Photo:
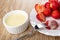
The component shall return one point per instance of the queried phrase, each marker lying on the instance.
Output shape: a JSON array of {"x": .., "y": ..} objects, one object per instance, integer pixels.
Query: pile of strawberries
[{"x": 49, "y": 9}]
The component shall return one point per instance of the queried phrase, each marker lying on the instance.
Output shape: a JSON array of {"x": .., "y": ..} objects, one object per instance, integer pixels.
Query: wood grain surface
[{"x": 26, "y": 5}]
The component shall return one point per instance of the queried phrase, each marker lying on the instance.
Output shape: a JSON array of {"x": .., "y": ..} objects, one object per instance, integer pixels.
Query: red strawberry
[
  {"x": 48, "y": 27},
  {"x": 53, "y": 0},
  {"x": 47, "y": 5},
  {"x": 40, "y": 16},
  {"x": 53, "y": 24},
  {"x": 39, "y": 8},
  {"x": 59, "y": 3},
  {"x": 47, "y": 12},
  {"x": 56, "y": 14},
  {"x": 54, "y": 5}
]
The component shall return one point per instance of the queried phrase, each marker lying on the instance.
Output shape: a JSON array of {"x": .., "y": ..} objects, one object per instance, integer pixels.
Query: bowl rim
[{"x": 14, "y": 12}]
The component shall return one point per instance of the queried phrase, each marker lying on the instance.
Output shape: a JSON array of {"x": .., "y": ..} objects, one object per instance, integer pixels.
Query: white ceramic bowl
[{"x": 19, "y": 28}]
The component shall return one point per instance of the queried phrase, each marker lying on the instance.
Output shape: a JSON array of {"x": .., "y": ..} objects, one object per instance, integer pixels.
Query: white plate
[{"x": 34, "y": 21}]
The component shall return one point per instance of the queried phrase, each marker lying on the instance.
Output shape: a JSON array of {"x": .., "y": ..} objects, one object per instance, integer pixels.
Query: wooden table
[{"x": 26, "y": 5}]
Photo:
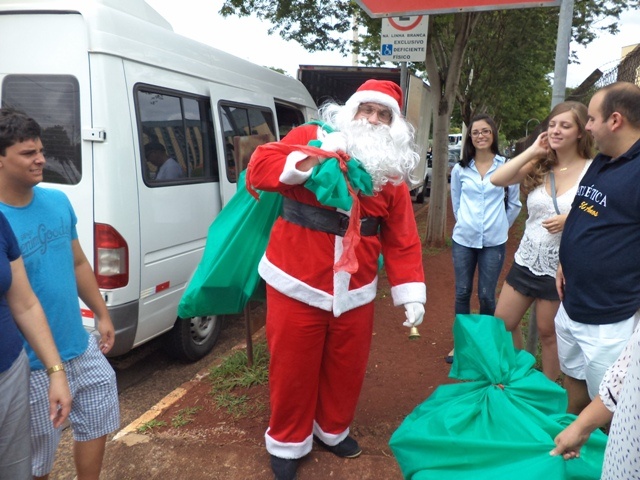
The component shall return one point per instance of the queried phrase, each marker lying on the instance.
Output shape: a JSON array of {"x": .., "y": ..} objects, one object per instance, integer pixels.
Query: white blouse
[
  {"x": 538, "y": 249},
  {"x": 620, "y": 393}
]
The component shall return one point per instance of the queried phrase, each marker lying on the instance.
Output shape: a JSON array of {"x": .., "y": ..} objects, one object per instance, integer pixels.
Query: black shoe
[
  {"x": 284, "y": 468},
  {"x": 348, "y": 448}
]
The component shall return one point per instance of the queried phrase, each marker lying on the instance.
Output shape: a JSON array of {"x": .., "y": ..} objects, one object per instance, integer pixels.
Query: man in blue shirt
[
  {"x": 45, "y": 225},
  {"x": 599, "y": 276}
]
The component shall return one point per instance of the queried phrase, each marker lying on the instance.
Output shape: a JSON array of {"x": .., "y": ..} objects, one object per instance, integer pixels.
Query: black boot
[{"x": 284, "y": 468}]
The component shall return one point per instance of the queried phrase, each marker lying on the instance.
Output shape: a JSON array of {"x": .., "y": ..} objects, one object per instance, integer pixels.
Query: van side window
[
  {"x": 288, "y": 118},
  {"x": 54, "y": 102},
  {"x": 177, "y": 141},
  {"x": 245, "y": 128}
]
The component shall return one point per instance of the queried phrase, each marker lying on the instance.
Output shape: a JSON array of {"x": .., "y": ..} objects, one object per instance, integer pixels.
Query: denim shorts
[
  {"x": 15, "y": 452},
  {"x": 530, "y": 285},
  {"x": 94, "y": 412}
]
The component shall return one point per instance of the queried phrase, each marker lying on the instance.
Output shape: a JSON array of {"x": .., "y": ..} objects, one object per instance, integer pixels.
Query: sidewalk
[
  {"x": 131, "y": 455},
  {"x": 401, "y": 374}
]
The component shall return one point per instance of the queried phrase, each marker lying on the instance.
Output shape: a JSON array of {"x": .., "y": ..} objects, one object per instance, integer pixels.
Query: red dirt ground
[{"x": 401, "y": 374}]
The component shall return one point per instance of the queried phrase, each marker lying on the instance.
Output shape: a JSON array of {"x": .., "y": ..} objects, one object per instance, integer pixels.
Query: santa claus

• **Work task**: When you set down the records above, copy every line exactly and exclude the pictures.

• **Exercise answer**:
Photo:
The component shall return one point per instance of the queried phrase, each marker lying on the instance.
Output shape: a JSON array of {"x": .., "y": ..} objects, one object per instance, integer pixels.
Query: pile of strawberries
[{"x": 49, "y": 9}]
The component shall return one point per instance of the queried phrase, each marker lying on the instance.
Output shape: a JSON array of {"x": .., "y": ..} objects, one object per instance, integer pixels.
Query: wood grain surface
[{"x": 26, "y": 5}]
The component shall return one point per instance of the queried phrase, each marker lying on the instance.
Output shape: a JSON array of {"x": .., "y": ..} objects, one object per instance, integer pixels.
Query: red strawberry
[
  {"x": 48, "y": 27},
  {"x": 53, "y": 0},
  {"x": 47, "y": 5},
  {"x": 40, "y": 16},
  {"x": 53, "y": 24},
  {"x": 39, "y": 8},
  {"x": 59, "y": 3},
  {"x": 47, "y": 12},
  {"x": 56, "y": 14},
  {"x": 54, "y": 5}
]
The component shall return one point per instance of the queried phrase, each marker lying on the instance.
Output shape: a JSON array of {"x": .., "y": ..} objects, one object per instance, integer pixels.
Query: bowl rim
[{"x": 14, "y": 12}]
The component shall return one point per instance of the queried phrase, each marker lying on the instance.
Output shape: a JSON array of {"x": .., "y": ..} objects, one object per instance, integer pixels.
Query: white ceramic bowl
[{"x": 19, "y": 28}]
The component shall return one point per instance of the queried phrase, each marker lying on the instance.
Output shape: a JSON array of {"x": .., "y": ..} objects, one object per instance, integer pixels.
Query: white plate
[{"x": 34, "y": 21}]
The component shall return one point per instance of the queried phrase, each marker lying on the instance.
Output shape: a JSON array of {"x": .., "y": ..} objects, one object per instance, integer pixels.
Query: wooden table
[{"x": 26, "y": 5}]
Photo:
The component shall return one point per instance of the queried phrase, each marker lying on the instance.
Output shape: a JSON array of {"x": .., "y": ..} objects, one object per instance, integer pixels.
Query: white blouse
[
  {"x": 538, "y": 249},
  {"x": 620, "y": 393}
]
The component shall return one point per instance of the queried phrase, each marker lying on the instance.
Output shape: a JSON array of {"x": .., "y": ..} objects, one object per instance, integer pixels.
Query: black shoe
[
  {"x": 284, "y": 468},
  {"x": 348, "y": 448}
]
The component shall return one point per instance of the queried phrase, each marker lying on the instance.
Output shape: a JSON array of {"x": .., "y": ..} objects, one object per instance, integer pixels.
Query: man in blue shirt
[
  {"x": 45, "y": 225},
  {"x": 599, "y": 276}
]
The component shall return one point per instance of the queried phrase, each marker lying on the instance.
Output shape: a JSON array of {"x": .., "y": ..} objects, one object per instance, integer pixels.
Query: black boot
[{"x": 284, "y": 468}]
The component shall return one point per instance of the queried phrase, each marker lying on the instance.
Output shape: a JSON array of {"x": .., "y": ..} objects, one object per instance, integer pixels.
Query: van side window
[
  {"x": 288, "y": 118},
  {"x": 54, "y": 102},
  {"x": 177, "y": 141},
  {"x": 245, "y": 128}
]
The component shall return one point per instance of the queried phrase, each marker lying on the instance.
Output shape: a JSON array of {"x": .., "y": ..} objects, one object per instance, integer pixels.
Query: denim shorts
[
  {"x": 15, "y": 452},
  {"x": 530, "y": 285},
  {"x": 94, "y": 412}
]
The component shall return one point per instance of the queried phrase, each marker lying on the instance.
Output shape: a JSON array of {"x": .., "y": ..} objects, one object per instance, integer pixels.
Query: sidewalk
[
  {"x": 131, "y": 455},
  {"x": 401, "y": 374}
]
The component shall return one point per instance of the queried phrase, each marker lying on the instance.
Output shape: a JSON array of {"x": .., "y": ..} objects, one object per instance, integer pixels.
Query: red dirt ground
[{"x": 401, "y": 374}]
The component shall return one point per instance of the queried phrase, each marker lying on the instance.
Output shape: a JSON array of {"x": .., "y": ..} objects, one object per instance, integer pixels.
Query: santa claus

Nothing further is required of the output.